■ Document passage ■
In addition, here's an extract from a must read article that was
published about an year ago in financial express (see
http://www.financialexpress.com/news/when-it-goes-wrong.../220607/0),
when Northern Rock, the first major bank to be hit by the sub-prime
mortgage crisis, went bust. This article is in turn an extract from
"The Promise and Perils of Credit Derivatives, by David Skeel and
Frank Partnoy, University of Cincinnati Law Review, 2006"

By the way, the word "Securitisation" used below refers to treating of
mortgages (home loans) as if they are commodities that can be traded.

=========
Until the early 1980s, finance hewed to an 'originate and hold'
model. Banks generally held loans on their balance sheets to maturity;
some debts were sold on loan-by-loan, but this market was small and
lumpy. This began to give way to an 'originate and distribute' model
after America's government-sponsored mortgage giants issued the first
bonds with payments tied to the cash flows from large pools of loans.

Wall Street built on this innovation, and securitisation took off
soon after, then paused before exploding in the 1990s (see chart 1).
It was given a lift by America's savings-and-loan crisis, which
encouraged mortgage lenders to jettison their riskier loans, and by
new technologies, such as credit-scoring, that facilitated
loan-pooling. Around 56% of America's outstanding residential
mortgages were packaged in this way, including more than two-thirds of
the subprime loans issued in 2006. Thanks largely to securitisation,
global private-debt securities are now far bigger than stockmarkets.

(Location identification entries)

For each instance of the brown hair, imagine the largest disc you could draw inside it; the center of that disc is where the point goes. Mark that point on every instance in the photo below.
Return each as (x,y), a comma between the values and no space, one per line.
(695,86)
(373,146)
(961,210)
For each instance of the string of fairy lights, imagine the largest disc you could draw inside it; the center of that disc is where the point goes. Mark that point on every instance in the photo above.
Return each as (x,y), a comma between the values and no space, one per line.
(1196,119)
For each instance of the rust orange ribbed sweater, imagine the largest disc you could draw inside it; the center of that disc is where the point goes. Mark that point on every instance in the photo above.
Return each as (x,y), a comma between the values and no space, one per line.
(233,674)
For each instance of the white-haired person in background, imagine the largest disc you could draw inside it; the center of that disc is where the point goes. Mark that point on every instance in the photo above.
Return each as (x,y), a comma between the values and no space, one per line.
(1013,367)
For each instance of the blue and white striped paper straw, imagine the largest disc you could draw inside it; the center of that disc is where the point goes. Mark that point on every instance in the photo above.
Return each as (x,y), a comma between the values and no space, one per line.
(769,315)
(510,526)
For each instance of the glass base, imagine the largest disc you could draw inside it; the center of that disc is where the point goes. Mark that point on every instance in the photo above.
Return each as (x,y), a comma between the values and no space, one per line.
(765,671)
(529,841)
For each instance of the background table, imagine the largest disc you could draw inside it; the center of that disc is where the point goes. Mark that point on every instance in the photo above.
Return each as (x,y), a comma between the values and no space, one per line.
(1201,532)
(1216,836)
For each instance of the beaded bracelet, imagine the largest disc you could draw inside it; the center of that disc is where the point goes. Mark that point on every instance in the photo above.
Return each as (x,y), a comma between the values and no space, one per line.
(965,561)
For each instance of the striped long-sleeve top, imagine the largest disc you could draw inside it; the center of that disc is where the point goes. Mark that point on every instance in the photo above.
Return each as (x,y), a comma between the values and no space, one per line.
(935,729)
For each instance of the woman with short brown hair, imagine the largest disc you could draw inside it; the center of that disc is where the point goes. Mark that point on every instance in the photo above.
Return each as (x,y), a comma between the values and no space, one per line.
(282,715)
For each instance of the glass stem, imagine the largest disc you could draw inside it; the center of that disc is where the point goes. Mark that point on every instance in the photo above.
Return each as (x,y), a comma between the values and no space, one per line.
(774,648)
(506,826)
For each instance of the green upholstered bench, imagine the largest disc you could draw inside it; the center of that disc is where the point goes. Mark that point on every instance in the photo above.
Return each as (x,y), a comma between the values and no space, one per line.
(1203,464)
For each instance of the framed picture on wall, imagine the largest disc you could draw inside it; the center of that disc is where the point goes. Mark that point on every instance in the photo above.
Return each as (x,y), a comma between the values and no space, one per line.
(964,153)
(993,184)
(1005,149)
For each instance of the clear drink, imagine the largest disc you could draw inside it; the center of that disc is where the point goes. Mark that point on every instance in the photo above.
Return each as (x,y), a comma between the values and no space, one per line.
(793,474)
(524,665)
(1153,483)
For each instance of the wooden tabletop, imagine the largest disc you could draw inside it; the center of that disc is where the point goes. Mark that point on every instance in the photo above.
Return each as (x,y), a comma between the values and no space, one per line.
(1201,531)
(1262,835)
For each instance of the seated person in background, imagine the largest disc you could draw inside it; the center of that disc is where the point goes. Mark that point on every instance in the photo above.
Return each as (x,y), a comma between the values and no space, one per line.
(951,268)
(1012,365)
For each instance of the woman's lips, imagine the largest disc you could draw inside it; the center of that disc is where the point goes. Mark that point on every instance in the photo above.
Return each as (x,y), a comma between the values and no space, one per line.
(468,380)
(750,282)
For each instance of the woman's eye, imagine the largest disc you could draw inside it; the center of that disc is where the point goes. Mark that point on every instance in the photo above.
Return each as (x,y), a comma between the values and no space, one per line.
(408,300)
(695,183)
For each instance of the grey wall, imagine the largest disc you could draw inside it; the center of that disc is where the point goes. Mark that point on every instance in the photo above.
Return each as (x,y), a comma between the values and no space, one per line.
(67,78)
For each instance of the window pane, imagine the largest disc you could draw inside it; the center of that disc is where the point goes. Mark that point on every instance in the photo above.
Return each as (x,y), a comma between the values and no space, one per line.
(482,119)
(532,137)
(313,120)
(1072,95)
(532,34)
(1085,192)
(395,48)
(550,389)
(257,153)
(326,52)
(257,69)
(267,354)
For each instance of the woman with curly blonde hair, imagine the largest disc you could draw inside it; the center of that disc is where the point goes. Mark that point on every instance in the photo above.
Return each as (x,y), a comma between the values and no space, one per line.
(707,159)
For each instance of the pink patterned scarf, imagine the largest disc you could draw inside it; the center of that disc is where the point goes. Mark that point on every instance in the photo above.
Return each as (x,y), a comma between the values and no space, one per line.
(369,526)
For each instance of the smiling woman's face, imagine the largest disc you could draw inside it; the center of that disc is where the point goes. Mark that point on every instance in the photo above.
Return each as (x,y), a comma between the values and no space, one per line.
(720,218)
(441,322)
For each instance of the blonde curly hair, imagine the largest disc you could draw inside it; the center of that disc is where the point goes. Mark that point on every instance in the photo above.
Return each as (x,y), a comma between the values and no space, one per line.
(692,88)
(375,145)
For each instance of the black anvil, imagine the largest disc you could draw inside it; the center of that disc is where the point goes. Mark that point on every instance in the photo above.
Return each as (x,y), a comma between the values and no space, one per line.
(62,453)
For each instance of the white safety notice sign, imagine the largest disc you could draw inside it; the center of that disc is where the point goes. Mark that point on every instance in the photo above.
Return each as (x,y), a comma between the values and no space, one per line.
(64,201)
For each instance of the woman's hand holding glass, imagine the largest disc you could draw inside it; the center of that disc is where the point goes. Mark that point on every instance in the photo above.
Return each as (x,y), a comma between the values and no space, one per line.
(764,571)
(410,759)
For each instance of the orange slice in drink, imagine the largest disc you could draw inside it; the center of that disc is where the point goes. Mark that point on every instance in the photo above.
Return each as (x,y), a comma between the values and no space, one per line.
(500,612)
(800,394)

■ Problems ■
A. In the passage on mortgage securitization, roughly what share of America's outstanding residential mortgages had been packaged into securities?
B. Write the next part of the passage on mortgage securitization, following on from its final sentence.

■ Responses to the exercise ■
A. Around 56%.

B.
Banks have come to see securitisation as an indispensable tool
(see chart 2). Global lenders use it to manage their balance sheets,
since selling loans frees up capital for new business or for return to
shareholders. Small regional banks benefit too. Gone are the days when
they had no choice but to place concentrated bets on local housing
markets or industry. Now they can offload credits to far-away
investors such as insurers and hedge funds, which have an appetite for
them.

Michael Milken, of junk-bond fame, called securitisation the
'democratisation of capital'. Studies suggest that the explosion of
this 'secondary' market for bank debt has helped to push down
borrowing costs for consumers and companies alike. There are other
'systemic' gains, too. Subjecting bank loans to valuation by capital
markets encourages the efficient use of capital. And the broad
distribution of credit risk reduces the risk of any one holder going
bust.

Even in the midst of turmoil, it is hard to find a banker,
regulator or academic who wants to see the clock turned back. But the
crisis has exposed cracks in the new model that were hidden or ignored
during the credit bubble. The three most glaring are complexity and
confusion, a fragmentation of responsibility and the gaming of the
regulatory system.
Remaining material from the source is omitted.